Conveyor delivery truck dumps 'on target': a high-tech truck allows for quick turn-around time, savings of man-hours.

AuthorCutler, Debbie

Jerome Stewart, owner of Conveyor Delivery Systems, has the philosophy of delivering materials "on target" without waste, the need for clean up or extra equipment or man hours.

Those are the words etched on his business cards and words he lives by.

Stewart started his business a year ago May after purchasing a conveyor delivery truck from a manufacturer in Eugene, Ore. The T-800 Kenworth, which can be operated with a radio-control unit, is worth more than $250,000.

"It can handle about 16 tons of material at one time at four inches or smaller," said Stewart. Materials that can be loaded and unloaded from his truck include topsoil, sand, drain rock, bedding material, D1, pea gravel and wood chips.

What's unique about his truck, over other heavy construction equipment, is that it can drop materials exactly where you want them. There's no need to pile materials in one location, use front-end loaders to move them into place, or worry about clean up. There's no waste and no need for extra staffing.

"You don't have any material dumped on the ground (awaiting further distribution), therefore you don't have to pick it back up again," Stewart said. "When you do it (the other) way, about 10 percent to 15 percent can't be picked back up from the site where you drop it. (My way) there are no spoils. No contamination."

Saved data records

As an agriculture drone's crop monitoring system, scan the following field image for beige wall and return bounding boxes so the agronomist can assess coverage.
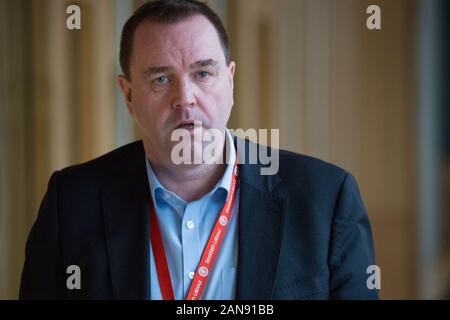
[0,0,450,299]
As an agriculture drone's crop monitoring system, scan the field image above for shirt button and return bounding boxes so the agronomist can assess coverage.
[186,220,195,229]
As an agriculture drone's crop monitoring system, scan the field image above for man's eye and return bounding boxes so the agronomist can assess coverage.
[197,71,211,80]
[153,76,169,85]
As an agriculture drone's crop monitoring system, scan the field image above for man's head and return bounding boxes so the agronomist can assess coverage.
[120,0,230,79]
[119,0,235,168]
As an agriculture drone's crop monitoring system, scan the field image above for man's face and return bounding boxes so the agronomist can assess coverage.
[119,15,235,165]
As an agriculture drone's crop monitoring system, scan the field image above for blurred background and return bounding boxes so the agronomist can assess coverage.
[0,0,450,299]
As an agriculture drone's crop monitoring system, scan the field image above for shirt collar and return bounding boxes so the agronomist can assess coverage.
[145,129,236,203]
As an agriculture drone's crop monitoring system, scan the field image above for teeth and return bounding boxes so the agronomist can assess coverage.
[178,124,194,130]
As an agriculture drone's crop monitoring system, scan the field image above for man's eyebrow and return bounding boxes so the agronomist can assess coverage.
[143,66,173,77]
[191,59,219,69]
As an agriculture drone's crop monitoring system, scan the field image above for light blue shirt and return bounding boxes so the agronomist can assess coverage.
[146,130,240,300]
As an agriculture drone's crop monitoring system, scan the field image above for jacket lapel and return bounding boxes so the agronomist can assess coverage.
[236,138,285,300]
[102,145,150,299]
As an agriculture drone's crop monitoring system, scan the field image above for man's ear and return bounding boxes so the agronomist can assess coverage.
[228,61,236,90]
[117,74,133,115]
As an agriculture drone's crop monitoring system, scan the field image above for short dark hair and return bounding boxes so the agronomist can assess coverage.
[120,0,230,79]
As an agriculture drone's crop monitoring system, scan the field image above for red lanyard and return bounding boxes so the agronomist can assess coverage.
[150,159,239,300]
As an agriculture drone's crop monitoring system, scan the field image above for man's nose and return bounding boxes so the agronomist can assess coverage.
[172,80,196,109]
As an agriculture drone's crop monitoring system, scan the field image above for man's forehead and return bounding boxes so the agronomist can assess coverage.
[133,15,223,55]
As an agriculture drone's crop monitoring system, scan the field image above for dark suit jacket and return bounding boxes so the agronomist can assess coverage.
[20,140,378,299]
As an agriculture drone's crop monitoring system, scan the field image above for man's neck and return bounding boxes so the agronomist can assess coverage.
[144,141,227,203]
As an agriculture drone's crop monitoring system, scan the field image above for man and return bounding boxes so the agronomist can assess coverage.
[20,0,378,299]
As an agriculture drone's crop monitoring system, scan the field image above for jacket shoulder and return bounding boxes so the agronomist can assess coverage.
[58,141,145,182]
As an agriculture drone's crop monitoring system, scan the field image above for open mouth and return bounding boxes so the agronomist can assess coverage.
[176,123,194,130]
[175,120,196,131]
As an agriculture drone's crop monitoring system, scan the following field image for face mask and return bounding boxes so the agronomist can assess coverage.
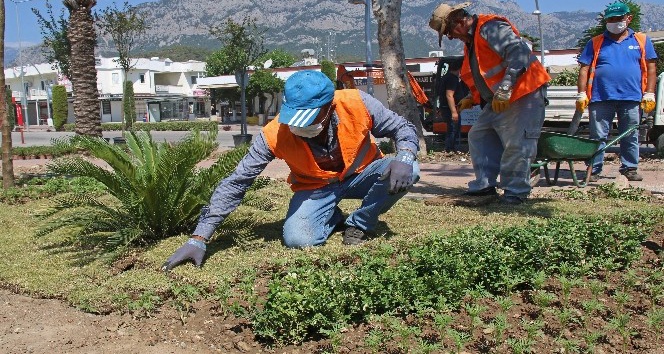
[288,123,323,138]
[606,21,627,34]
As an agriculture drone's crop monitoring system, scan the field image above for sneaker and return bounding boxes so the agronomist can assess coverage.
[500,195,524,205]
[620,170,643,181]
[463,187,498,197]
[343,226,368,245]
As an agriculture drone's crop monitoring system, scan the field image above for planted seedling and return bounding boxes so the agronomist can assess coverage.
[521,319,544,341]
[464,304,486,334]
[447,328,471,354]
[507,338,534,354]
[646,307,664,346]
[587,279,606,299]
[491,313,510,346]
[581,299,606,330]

Directions —
1. Could you retype the conveyor delivery truck article starting at "AuthorCutler, Debbie" and ending at "he lives by."?
2. Can you lay out the records as a Markdown table with the columns Row and Line, starting at the line that contains "for jacket shoulder" and ending at the last line of the records? Number each line, skip blank lines, and leave the pictures out.

Solutions for each task —
1.
AuthorCutler, Debbie

Jerome Stewart, owner of Conveyor Delivery Systems, has the philosophy of delivering materials "on target" without waste, the need for clean up or extra equipment or man hours.

Those are the words etched on his business cards and words he lives by.

2.
| Row | Line |
|---|---|
| 1 | As an agriculture drone's crop monitoring system, scan the field image above for jacket shoulder and return bounding boxes so the agronomist can assess coverage. |
| 2 | [58,141,145,182] |
| 3 | As an agriculture drone's crop monitoring system, scan the field image above for open mouth and return bounding boxes so the agronomist can assess coverage. |
| 4 | [176,123,194,130] |
| 5 | [175,120,196,131] |
| 6 | As an agriculture drone's crop monitoring system, scan the following field image for face mask and return bounding boxes so the agronomist can assess coverage. |
| 7 | [288,123,323,138] |
| 8 | [606,21,627,34] |
| 9 | As an agriculture drone's crop monitoring system, scan the field image above for sneaker and return bounding boxes so the agronomist can assess coverage. |
| 10 | [500,195,524,205] |
| 11 | [620,170,643,181] |
| 12 | [463,187,498,197] |
| 13 | [343,226,368,245] |
| 14 | As an agriculture drone's crop monitoring system, scan the field image above for planted seedling and return bounding boxes so the agronomist can assess coverage. |
| 15 | [521,319,544,341] |
| 16 | [464,304,486,334] |
| 17 | [447,328,471,354] |
| 18 | [507,338,534,354] |
| 19 | [646,307,664,346] |
| 20 | [587,279,606,299] |
| 21 | [491,313,510,346] |
| 22 | [581,299,606,330] |